** Start of Records shown **

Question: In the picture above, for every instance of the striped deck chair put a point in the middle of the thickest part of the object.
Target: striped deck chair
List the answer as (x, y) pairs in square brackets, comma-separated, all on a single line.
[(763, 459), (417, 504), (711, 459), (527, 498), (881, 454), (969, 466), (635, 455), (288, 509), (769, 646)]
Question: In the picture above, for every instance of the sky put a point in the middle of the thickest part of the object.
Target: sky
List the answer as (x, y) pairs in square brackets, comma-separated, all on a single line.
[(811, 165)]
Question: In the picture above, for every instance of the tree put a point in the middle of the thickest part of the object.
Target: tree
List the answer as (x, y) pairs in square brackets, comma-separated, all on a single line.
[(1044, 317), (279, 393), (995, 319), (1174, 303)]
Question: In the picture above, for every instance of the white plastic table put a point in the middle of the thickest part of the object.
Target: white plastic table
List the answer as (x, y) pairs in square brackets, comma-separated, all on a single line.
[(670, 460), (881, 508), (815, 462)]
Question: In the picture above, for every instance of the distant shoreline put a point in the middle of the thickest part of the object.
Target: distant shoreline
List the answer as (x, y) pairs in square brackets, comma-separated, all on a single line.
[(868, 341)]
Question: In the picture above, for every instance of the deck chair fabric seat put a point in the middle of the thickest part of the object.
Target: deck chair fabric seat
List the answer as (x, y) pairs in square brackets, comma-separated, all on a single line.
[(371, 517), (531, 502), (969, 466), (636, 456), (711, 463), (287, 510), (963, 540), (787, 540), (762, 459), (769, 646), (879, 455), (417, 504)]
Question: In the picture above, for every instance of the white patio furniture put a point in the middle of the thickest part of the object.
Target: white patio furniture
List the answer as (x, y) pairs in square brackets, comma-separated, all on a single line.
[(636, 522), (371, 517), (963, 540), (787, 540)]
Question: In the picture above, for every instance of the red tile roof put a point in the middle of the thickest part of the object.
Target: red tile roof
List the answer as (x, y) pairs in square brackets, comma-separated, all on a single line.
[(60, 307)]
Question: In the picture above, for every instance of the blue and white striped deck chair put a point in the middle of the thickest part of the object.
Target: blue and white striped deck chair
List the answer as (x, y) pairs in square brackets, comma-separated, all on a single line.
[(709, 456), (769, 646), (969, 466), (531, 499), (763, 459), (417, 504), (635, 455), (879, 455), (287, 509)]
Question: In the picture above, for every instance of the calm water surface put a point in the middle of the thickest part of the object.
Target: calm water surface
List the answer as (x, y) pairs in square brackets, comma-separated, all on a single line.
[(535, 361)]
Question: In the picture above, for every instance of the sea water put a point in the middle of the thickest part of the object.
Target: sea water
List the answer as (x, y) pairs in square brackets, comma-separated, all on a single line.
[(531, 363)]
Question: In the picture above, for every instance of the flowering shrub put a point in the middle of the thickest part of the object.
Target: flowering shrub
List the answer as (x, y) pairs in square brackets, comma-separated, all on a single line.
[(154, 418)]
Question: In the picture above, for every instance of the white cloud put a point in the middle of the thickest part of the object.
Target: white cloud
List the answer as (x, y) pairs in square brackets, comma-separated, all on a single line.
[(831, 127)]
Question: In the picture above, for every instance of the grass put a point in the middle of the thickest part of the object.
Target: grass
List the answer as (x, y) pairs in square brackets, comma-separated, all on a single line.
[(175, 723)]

** End of Records shown **

Aim: Rewrite all of the records above so that every occurrence of "thickest part" becomes "widest part", keeping everything else the same.

Output for this exercise:
Question: In the picture above, for every instance of the striped deck chair put a point in the middle of the widest part of the object.
Target: striped deck chair
List the answer as (x, y) pairs in square brackets, comma-separated, all on a single line.
[(763, 459), (417, 504), (711, 459), (527, 498), (881, 454), (969, 466), (635, 455), (288, 509), (769, 646)]
Question: In the picture above, for every instance of the sky put a point in the middle of the widest part of the object.
Target: sky
List the answer as (x, y) pairs in square brackets, comma-separated, all on a single line.
[(811, 165)]
Question: In the picture above, for every instance of the tree put a point in the middle of the widest part of the object.
Target: tree
List the answer as (x, y) pairs in square brackets, comma-separated, all on a single line.
[(1044, 317), (279, 393), (995, 319), (1174, 303)]
Question: In the picture above, for every instance of the white plastic table put a point in the middle of the widest part of the object.
Target: white plastic table
List the answer as (x, y) pairs in square brackets, comma-separated, all on a single line.
[(670, 460), (881, 508), (815, 462)]
Question: In the picture above, for every instance of the distant shoreline put a point in the middle of the widest part of the object.
Target: distant shoreline
List the answer as (x, y) pairs in square brackets, comma-separated, all on a single line.
[(868, 341)]
Question: In the picture above, for every instance of the deck chair fabric seat put a point in the middle of the widest part of the object.
Target: deck chair fabric seat
List the answer as (x, y) pairs in square brackets, comma-separated, all on a single line.
[(371, 517), (531, 502), (969, 466), (636, 456), (711, 463), (287, 510), (963, 540), (787, 540), (762, 459), (769, 646), (879, 455), (417, 504)]
Question: In the picture above, for every instance of the white patio furniture put a point in the middle of the widest part of the object.
Target: white patio furniture
List the answer as (x, y) pairs in square brackets, comma-separated, all on a single line.
[(636, 522), (371, 517), (963, 540), (787, 540)]
Question: In the picture above, for every instance of the red tile roof put a point in the middle of the widest part of the object.
Target: red tile roof
List the answer as (x, y) pairs in square brackets, comma-separated, all on a single line.
[(60, 307)]
Question: In the picture above, for every instance of the blue and white striped deck chair put a point in the middle of the widest part of the object.
Target: blue and white striped deck chair
List the answer as (x, y) pairs in square brackets, comma-separated, all on a single line.
[(709, 456), (769, 646), (969, 466), (531, 499), (763, 459), (417, 504), (635, 455), (879, 455), (287, 509)]
Question: In the picture above, for every instance of the calm water surface put a point in the middle of the widest part of the object.
Target: calm water surface
List the answer as (x, y) pairs in square brackets, comma-separated, all on a single line.
[(535, 361)]
Question: In the picture above, for every instance of the sea water put a point in the middle of the widest part of the object.
Target: sea water
List the answer as (x, y) pairs in square brackets, comma-separated, all on a single line.
[(531, 363)]
Question: In the picture above, for every instance of the flowering shrub put a point in the middle of the widest part of the object.
Target: flowering shrub
List the answer as (x, y) pairs in square brackets, comma-separated, all on a single line.
[(154, 418)]
Question: In the picture above, for every instance of the white cloud put a point in the middle of the widest part of the object.
Target: white cloud
List the answer as (x, y) pairs in square brackets, comma-separated, all on a single line.
[(831, 127)]
Question: In the picture above, for every instance of the grass put a point in the middle of the widest part of the object.
Target: grass
List the answer as (x, y) pairs in square brackets, comma-separated, all on a single line.
[(175, 723)]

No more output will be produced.